* [EXERCISE PROMPT] Reproduce the passage below about the EXIMBank word for word.

--- GIVEN PASSAGE ---

In March, Finance Minister Colm Imbert announced that his ministry was seeking to increase the allocation of foreign exchange to the EXIMBank, to allow increased allocations to importers of essential items and to expand the foreign exchange availability to MSMEs.
“We are going to put considerably more money into those special windows at the Eximbank to allow many more of our local businesses to access foreign exchange for productive purposes,” he said, as he acknowledged the rising cost of goods and shipping caused by the Covid-19 pandemic and the Russia-Ukraine war.
Dookeran said the bank generated after-tax profit of TT$49.5 million in its financial year ended December 31 2021. That is an increase of 342 per cent over the 2020 achievement of TT$11.2 million.
He said this robust growth is due to the increased income from foreign exchange operations to TT$47.2M, as the bank ramped up forex delivery to manufacturers and importers of essential items, to execute the Government policy of providing financial support to the sectors.
“Despite relatively flat interest income year over year, net interest income still grew by 39 per cent to TT$11.3 million, as active treasury management resulted in the refinancing and paydowns of higher cost liabilities, dropping interest expense by TT$3.7 million and capitalising on the global low interest rate environment.

--- INFORMATION ---

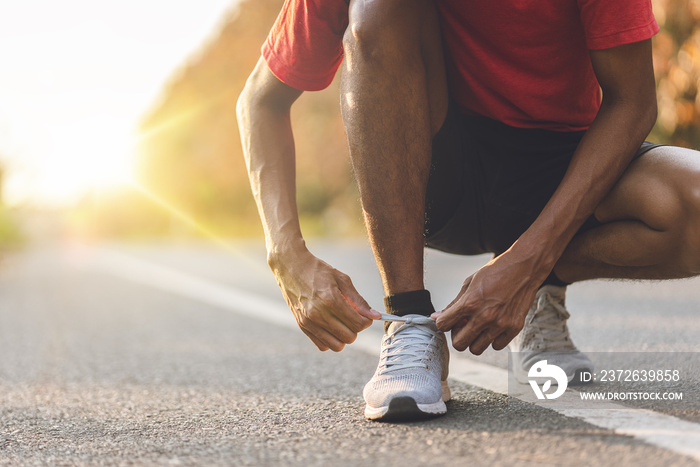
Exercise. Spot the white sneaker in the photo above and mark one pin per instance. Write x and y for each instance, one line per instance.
(411, 378)
(545, 336)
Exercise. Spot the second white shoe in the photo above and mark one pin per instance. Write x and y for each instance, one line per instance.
(545, 336)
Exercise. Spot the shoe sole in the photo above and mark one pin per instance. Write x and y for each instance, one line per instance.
(405, 408)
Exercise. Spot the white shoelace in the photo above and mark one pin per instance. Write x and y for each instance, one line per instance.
(547, 326)
(409, 344)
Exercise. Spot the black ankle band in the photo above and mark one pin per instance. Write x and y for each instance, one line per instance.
(416, 302)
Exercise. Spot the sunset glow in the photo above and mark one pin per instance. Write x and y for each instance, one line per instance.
(77, 76)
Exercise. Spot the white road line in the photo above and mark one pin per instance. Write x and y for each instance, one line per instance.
(654, 428)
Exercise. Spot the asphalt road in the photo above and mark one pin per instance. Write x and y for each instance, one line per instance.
(103, 368)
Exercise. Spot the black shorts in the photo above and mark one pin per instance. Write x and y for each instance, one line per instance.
(489, 182)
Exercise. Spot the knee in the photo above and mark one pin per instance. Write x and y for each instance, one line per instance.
(380, 31)
(689, 219)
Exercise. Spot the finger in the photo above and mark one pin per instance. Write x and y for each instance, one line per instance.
(481, 343)
(451, 316)
(504, 339)
(465, 336)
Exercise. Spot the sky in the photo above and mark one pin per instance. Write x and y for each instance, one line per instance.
(75, 78)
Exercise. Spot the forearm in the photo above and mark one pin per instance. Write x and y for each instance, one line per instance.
(268, 146)
(599, 161)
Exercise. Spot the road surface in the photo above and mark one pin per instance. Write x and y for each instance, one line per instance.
(184, 354)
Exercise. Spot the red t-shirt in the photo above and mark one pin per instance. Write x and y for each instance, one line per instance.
(522, 62)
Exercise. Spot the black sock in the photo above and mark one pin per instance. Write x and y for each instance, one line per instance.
(552, 279)
(416, 302)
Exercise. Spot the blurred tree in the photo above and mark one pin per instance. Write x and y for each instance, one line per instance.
(191, 156)
(677, 68)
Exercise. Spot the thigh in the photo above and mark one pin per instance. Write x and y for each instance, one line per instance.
(659, 188)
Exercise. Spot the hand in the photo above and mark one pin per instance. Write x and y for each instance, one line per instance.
(491, 307)
(323, 300)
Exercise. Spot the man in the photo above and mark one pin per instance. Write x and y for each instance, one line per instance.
(521, 158)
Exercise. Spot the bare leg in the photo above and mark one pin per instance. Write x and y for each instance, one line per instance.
(651, 223)
(393, 100)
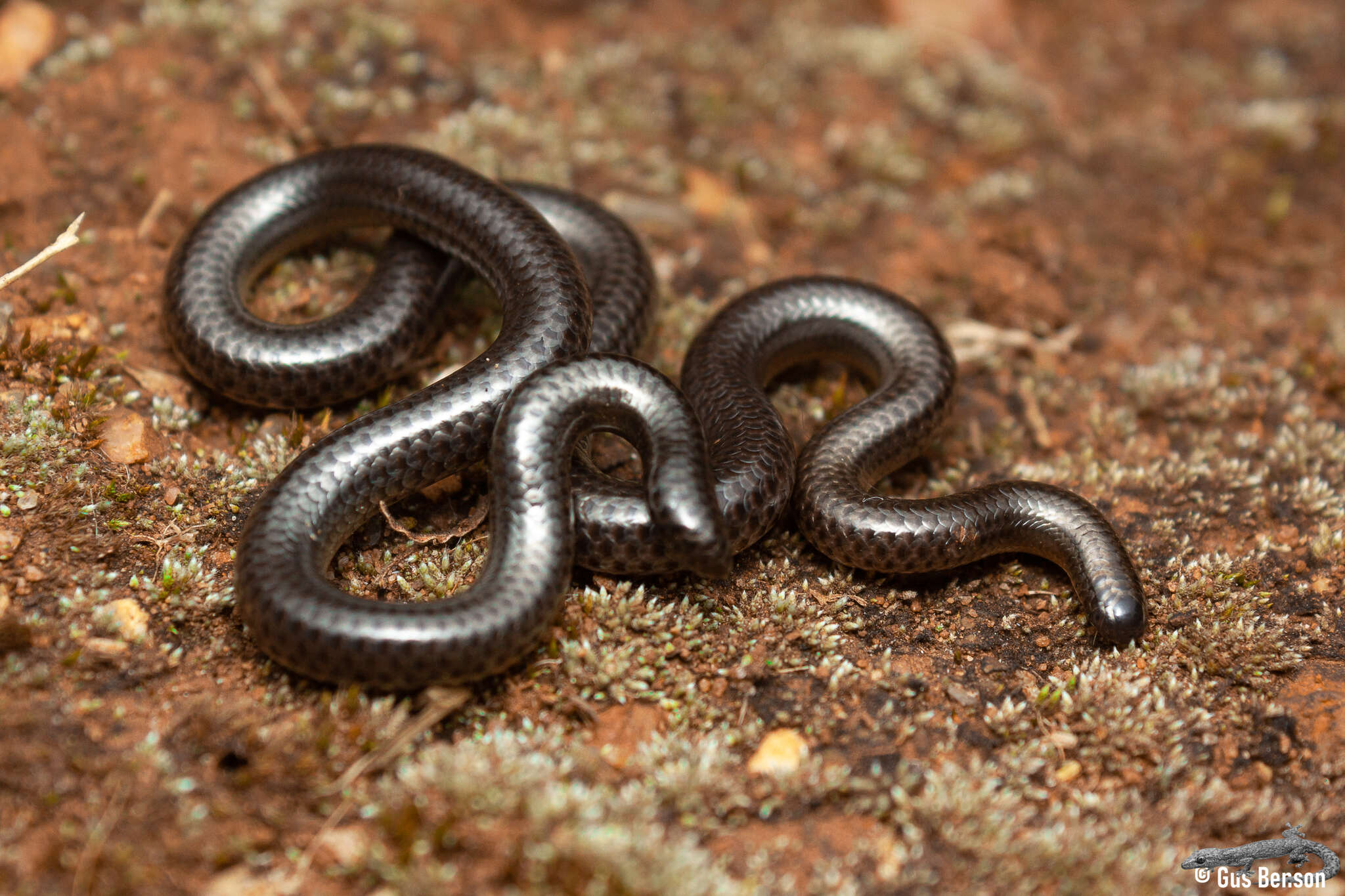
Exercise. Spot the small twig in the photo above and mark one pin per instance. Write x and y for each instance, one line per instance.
(97, 839)
(65, 241)
(278, 102)
(441, 702)
(163, 199)
(584, 707)
(296, 878)
(1033, 416)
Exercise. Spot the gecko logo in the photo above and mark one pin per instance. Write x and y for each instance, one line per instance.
(1232, 867)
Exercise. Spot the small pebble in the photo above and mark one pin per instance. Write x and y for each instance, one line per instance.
(27, 34)
(962, 696)
(124, 618)
(10, 542)
(780, 753)
(128, 438)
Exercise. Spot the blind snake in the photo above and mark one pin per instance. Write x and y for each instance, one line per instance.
(571, 278)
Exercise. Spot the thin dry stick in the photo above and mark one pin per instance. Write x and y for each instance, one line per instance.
(65, 241)
(97, 839)
(158, 207)
(441, 702)
(1033, 416)
(278, 102)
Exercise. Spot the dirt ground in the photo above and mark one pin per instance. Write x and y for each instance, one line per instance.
(1128, 217)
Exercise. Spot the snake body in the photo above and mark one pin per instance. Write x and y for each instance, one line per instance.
(718, 465)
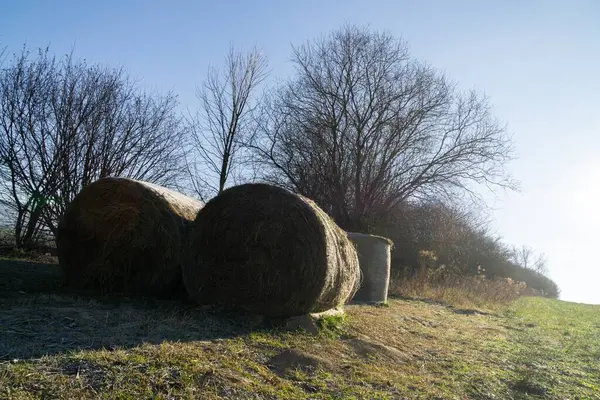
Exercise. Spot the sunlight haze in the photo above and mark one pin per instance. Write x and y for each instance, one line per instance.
(537, 61)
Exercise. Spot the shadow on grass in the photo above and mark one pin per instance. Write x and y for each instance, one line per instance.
(38, 317)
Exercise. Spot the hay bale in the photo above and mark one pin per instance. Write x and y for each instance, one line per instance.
(122, 235)
(269, 251)
(374, 257)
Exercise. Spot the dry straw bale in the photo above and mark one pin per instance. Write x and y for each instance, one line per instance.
(122, 235)
(269, 251)
(374, 255)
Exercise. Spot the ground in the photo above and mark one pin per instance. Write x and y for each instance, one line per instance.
(57, 344)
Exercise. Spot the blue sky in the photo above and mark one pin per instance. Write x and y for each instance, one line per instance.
(538, 61)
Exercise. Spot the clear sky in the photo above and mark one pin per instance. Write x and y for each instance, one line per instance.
(538, 61)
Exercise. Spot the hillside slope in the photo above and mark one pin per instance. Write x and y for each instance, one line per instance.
(55, 344)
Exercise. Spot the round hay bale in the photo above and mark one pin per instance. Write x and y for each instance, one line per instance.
(374, 257)
(268, 251)
(122, 235)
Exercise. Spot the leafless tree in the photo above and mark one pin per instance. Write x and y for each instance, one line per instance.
(362, 127)
(220, 128)
(64, 124)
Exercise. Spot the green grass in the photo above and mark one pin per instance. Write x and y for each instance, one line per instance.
(68, 346)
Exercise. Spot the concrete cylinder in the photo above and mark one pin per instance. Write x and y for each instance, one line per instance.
(374, 257)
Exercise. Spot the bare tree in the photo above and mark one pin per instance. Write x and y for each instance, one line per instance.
(220, 128)
(526, 257)
(362, 127)
(64, 124)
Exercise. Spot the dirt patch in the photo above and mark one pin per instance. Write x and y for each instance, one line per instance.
(293, 359)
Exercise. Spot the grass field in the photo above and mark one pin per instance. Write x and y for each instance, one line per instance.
(55, 344)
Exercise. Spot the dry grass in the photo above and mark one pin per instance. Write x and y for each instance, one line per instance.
(121, 235)
(269, 251)
(62, 346)
(459, 291)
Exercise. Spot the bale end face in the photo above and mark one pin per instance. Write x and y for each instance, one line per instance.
(374, 255)
(266, 250)
(122, 235)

---

* [RESPONSE TO THIS EXERCISE]
In March, Finance Minister Colm Imbert announced that his ministry was seeking to increase the allocation of foreign exchange to the EXIMBank, to allow increased allocations to importers of essential items and to expand the foreign exchange availability to MSMEs.
“We are going to put considerably more money into those special windows at the Eximbank to allow many more of our local businesses to access foreign exchange for productive purposes,” he said, as he acknowledged the rising cost of goods and shipping caused by the Covid-19 pandemic and the Russia-Ukraine war.
Dookeran said the bank generated after-tax profit of TT$49.5 million in its financial year ended December 31 2021. That is an increase of 342 per cent over the 2020 achievement of TT$11.2 million.
He said this robust growth is due to the increased income from foreign exchange operations to TT$47.2M, as the bank ramped up forex delivery to manufacturers and importers of essential items, to execute the Government policy of providing financial support to the sectors.
“Despite relatively flat interest income year over year, net interest income still grew by 39 per cent to TT$11.3 million, as active treasury management resulted in the refinancing and paydowns of higher cost liabilities, dropping interest expense by TT$3.7 million and capitalising on the global low interest rate environment.